### ÉNONCÉ
Répondez aux questions suivantes d'après l'entretien sur les médias et l'action militante :
(a) Combien d'années d'engagement J. B. mentionne-t-il ?
(b) Que ne demande-t-il jamais lorsqu'il accepte de faire un entretien ?
(c) En quel mois la campagne des faucheurs volontaires d'OGM a-t-elle été lancée ?

### TEXTE EXTRAIT
----

J. B. Il n’y a pas de réponse évidente à cette question. Au cours de ces trente ans d’engagement, j’ai pris conscience qu’il fallait prendre l’opinion publique à témoin pour créer un rapport de forces avec le pouvoir politique et faire avancer une idée. Lors d’une action, l’aspect visuel permet au plus grand nombre de comprendre. C’est la pédagogie de l’action. Ça devient forcément un combat public. En plus, je ne suis pas un adepte de la clandestinité mais de la démocratie. Pour la faire vivre, il faut qu’elle soit au grand jour. Les médias servent d’intermédiaire. Quand une action prend du sens, comme le démontage du McDo de Millau ou les fauchages d’OGM, cela crée forcément un débat médiatique. Alors se pose la question de savoir s’il faut parler à tous les médias. Certains ne veulent pas se compromettre avec certains supports. Moi, je pense qu’il faut aller chercher les gens où ils sont. Chaque fois qu’on peut faire passer un message sans se compromettre sur le fond, ça vaut la peine. Même si, souvent, le formatage qu’exige l’outil technique rend l’expression difficile. Parfois tu n’es pas content du résultat. Mais quand j’accepte de faire un entretien, je ne demande jamais de relecture. Ça relève de la liberté du journaliste et je refuse a priori de contrôler son travail. Dans une action ou une interview, je me pose toujours la question de la qualité du message émis. Est-ce que j’ai bien fait passer ce que je voulais ? Ça m’est arrivé de me planter. Les journalistes m’ont mis parfois face à une contradiction en me permettant d’évoluer.
Johanne Rosier. Vous n’avez pas la sensation de perdre de la consistance en étant tout le temps sur la scène médiatique ?
J. B. Qu’est-ce que ça veut dire, « être tout le temps sur la scène médiatique » ? Je trouve que c’est presque du langage formaté. Quand on a lancé la campagne des faucheurs volontaires d’OGM en juillet, on sentait que le rapport de forces face aux multinationales était plutôt en leur faveur et que les gouvernements les appuyaient. Il fallait agir. Depuis cette date, nous sommes présents dans les médias sur la question des OGM et de la désobéissance civile parce que ça fait partie du combat. Je ne suis présent que lorsque j’estime qu’il y a du sens à être présent.

----

### SECTION DES DONNÉES
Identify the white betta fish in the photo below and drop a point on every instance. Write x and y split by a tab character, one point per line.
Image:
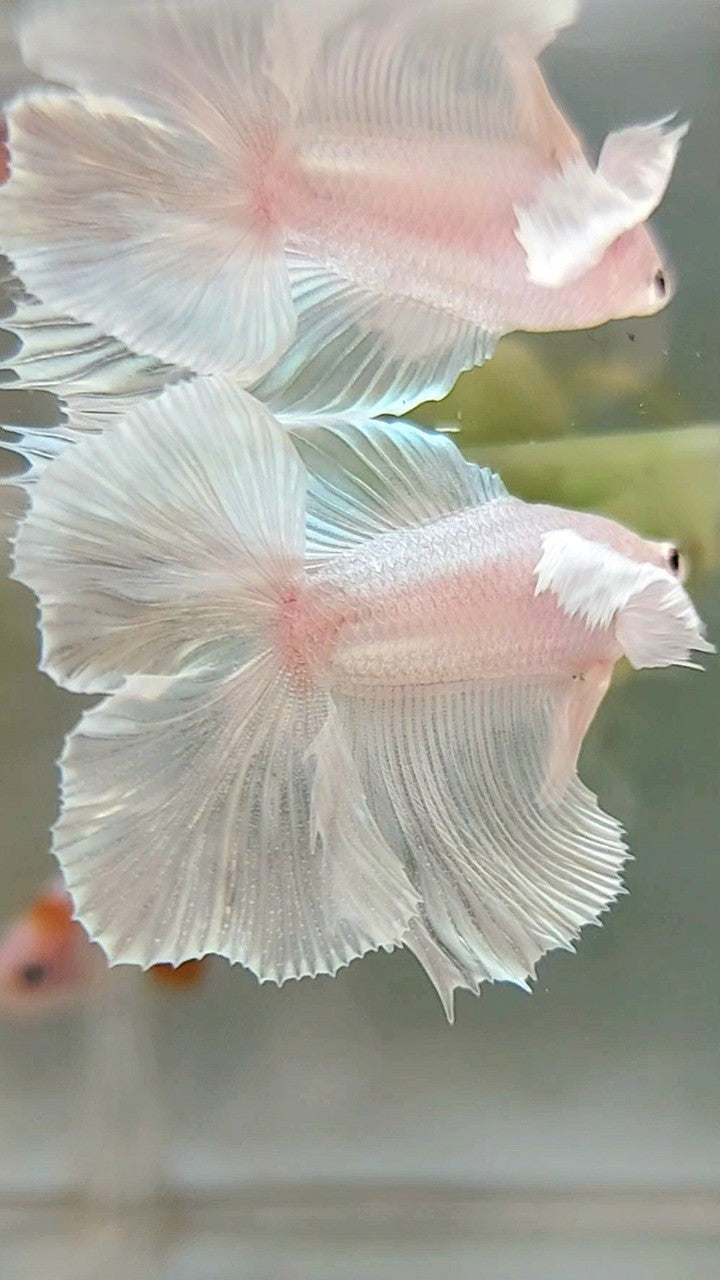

----

### SOLUTION COMPLÈTE
(a) Trente ans.
(b) Une relecture.
(c) En juillet.